++++ Input data

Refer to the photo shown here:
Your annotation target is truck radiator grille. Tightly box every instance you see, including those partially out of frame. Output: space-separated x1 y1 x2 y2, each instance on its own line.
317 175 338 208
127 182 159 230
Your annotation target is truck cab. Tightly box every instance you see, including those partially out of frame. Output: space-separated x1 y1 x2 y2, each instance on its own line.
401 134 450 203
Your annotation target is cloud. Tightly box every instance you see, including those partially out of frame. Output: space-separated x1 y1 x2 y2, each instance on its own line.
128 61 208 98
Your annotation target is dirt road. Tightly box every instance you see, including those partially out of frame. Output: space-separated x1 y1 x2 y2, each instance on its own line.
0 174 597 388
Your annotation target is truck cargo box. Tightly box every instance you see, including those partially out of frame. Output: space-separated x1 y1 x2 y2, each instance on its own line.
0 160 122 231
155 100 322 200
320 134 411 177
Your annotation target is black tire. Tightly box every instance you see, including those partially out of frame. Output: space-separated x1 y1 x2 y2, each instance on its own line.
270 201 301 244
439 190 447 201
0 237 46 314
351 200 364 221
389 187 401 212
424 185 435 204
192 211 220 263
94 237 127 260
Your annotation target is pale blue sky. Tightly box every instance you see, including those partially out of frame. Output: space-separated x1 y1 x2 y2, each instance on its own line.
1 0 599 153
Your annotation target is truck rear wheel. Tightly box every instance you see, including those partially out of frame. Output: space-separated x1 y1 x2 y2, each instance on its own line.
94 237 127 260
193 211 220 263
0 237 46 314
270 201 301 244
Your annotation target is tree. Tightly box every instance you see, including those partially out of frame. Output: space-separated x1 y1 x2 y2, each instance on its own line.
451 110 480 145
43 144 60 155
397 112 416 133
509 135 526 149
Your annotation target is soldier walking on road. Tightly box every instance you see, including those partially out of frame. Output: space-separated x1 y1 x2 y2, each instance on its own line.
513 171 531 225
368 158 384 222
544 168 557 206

++++++++

## Task objective
No line may be left out; the records are to be transcribed in full.

## Task result
Refer to the photo shown here:
Your annotation target is truck radiator grille. Tightly box every instance you see, including those partially out of frame. Output: space-separated x1 y1 x2 y2, each instance on its own line.
317 175 338 208
127 182 159 230
Your annotation target is truck cab. Tightly box every instance you see, including those partially out of frame. Output: space-separated x1 y1 x2 y2, each instance on its own line.
401 134 450 203
Your annotation target is cloud. Tightly box every instance you see, including those partially out of frame. Output: space-separated x1 y1 x2 y2, each instance on its own line.
128 61 208 98
Your annotation target is dirt road. Tightly box every instance you see, including those partially out of frame. Output: space-separated x1 y1 x2 y2, each instance on its own line.
0 174 597 388
Your annotation target is truck cargo box. Tightly box every instance you see, including those partially out of frame. Output: space-separated x1 y1 x2 y2, each instance on its own line.
0 160 122 231
155 100 322 200
320 134 411 177
Your annotation target is black tire. Tightly box every instance you see, including those partially out of frame. Output: space-separated x1 y1 x2 y2, each instance on its own line.
270 201 301 244
439 190 447 201
0 237 46 314
351 200 364 221
389 187 401 212
424 185 435 204
192 211 220 263
94 237 127 260
Your annotation target is pale blue sky. Tightly box every instance you see, including those partially out of frame. Output: space-separated x1 y1 x2 y2, each instance on its own line.
1 0 599 153
Your annotation target is truck rear wheel. Tightly box every instance you see, including those partially out of frame. Output: space-separated x1 y1 x2 y2, each instance on its own line.
94 237 127 260
193 211 220 263
0 237 46 314
270 201 301 244
Your annotation target is tree. Tightly box every instance you see, including those partially out of frame. Output: space-separated x1 y1 x2 y2, each instance on its own line.
451 110 480 145
43 144 60 155
397 112 416 133
509 135 526 149
Your annotation target is soldier walking on road. Tightly box every instance you see, including those partially out of frame. Output: space-separated x1 y1 x2 y2, each instance on its own line.
513 171 531 225
368 158 384 222
544 168 557 206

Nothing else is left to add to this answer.